== Selected passage ==
And then there are just scenes that don’t fit in the movie at all. There’s a completely wackado moment where one of the rehab faculty just starts masturbating. That sounds like a joke, but that isn’t a joke. It’s just a random sequence of this nameless character masturbating. We don’t even see him finish. There’s literally no point to it. The movie doesn’t even work as a tone piece because I can’t tell more then half the time whether scenes are supposed to be scary or funny. There are dozens of objects and motifs that pop up all over the place that should, theoretically, be symbols, but are ever actually given any symbolic meaning.
And that can be said for pretty much the entirety of A Cure For Wellness. It makes every wrong choice, but – and the reason it’s enjoyable despite being a series of bad mistakes – is because it commits way past the point of sanity. It’s the most competently bad movie I’ve ever seen. It’s so brilliantly dumb. Things happen, and because of the way the movie is shot, it looks gorgeous and important, and then something completely different and just as evocative happens. It’s like watching 140 different one minute clips of the part of a horror-movie trailer that raises the suspense but doesn’t actually show the monster.
===
* [Required work]:
1. In the film review, the watching experience is compared to viewing how many different one-minute clips?
2. Reproduce part of the film review word for word, starting at the words "And that can" and ending after "show the monster.".
3. Extend the review of A Cure For Wellness, picking up right after its final sentence.
The material that follows has no connection to the film review above.
== Extracted records ==
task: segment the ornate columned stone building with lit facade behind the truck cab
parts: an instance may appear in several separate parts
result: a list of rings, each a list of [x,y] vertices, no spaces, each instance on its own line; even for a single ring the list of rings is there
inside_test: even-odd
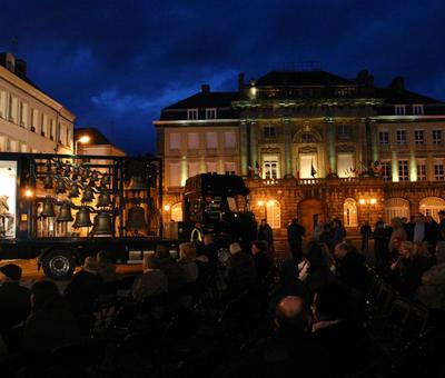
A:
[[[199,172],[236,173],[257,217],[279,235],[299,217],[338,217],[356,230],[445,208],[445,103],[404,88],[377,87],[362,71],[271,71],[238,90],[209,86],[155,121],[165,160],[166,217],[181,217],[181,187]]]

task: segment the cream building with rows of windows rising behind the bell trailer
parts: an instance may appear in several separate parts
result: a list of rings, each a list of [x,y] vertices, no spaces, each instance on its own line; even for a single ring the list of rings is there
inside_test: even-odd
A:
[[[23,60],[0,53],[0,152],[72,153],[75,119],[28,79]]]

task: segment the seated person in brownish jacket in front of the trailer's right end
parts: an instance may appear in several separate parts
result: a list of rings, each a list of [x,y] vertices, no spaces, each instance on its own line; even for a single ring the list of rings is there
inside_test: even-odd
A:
===
== Extracted records ==
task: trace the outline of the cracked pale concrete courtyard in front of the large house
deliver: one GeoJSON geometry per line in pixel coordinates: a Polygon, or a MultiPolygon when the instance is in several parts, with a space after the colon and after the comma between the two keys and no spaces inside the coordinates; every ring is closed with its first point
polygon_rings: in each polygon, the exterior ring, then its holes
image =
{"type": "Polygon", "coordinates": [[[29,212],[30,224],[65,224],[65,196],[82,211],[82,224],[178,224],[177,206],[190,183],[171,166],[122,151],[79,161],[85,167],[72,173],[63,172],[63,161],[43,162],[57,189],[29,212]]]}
===
* [Answers by item number]:
1. 140

2.
And that can be said for pretty much the entirety of A Cure For Wellness. It makes every wrong choice, but – and the reason it’s enjoyable despite being a series of bad mistakes – is because it commits way past the point of sanity. It’s the most competently bad movie I’ve ever seen. It’s so brilliantly dumb. Things happen, and because of the way the movie is shot, it looks gorgeous and important, and then something completely different and just as evocative happens. It’s like watching 140 different one minute clips of the part of a horror-movie trailer that raises the suspense but doesn’t actually show the monster.

3.
A Cure for Wellness is the sort of movie that Nicholas Cage should have been the lead in. It’s a movie that is better than it has any right to be because it continually finds a way to zag on you despite having a completely predictable boiler-plate plot from beginning to end. It’s the sort of movie that, if Gore Verbinski were to admit that he made it on a dare to make the worst movie he could possible imagine, I’d believe him. It’s a B-movie with A-plus production. It’s a wonderful, beautiful mess of a movie. If any of that sounds at all appealing to you, go out and see this one immediately.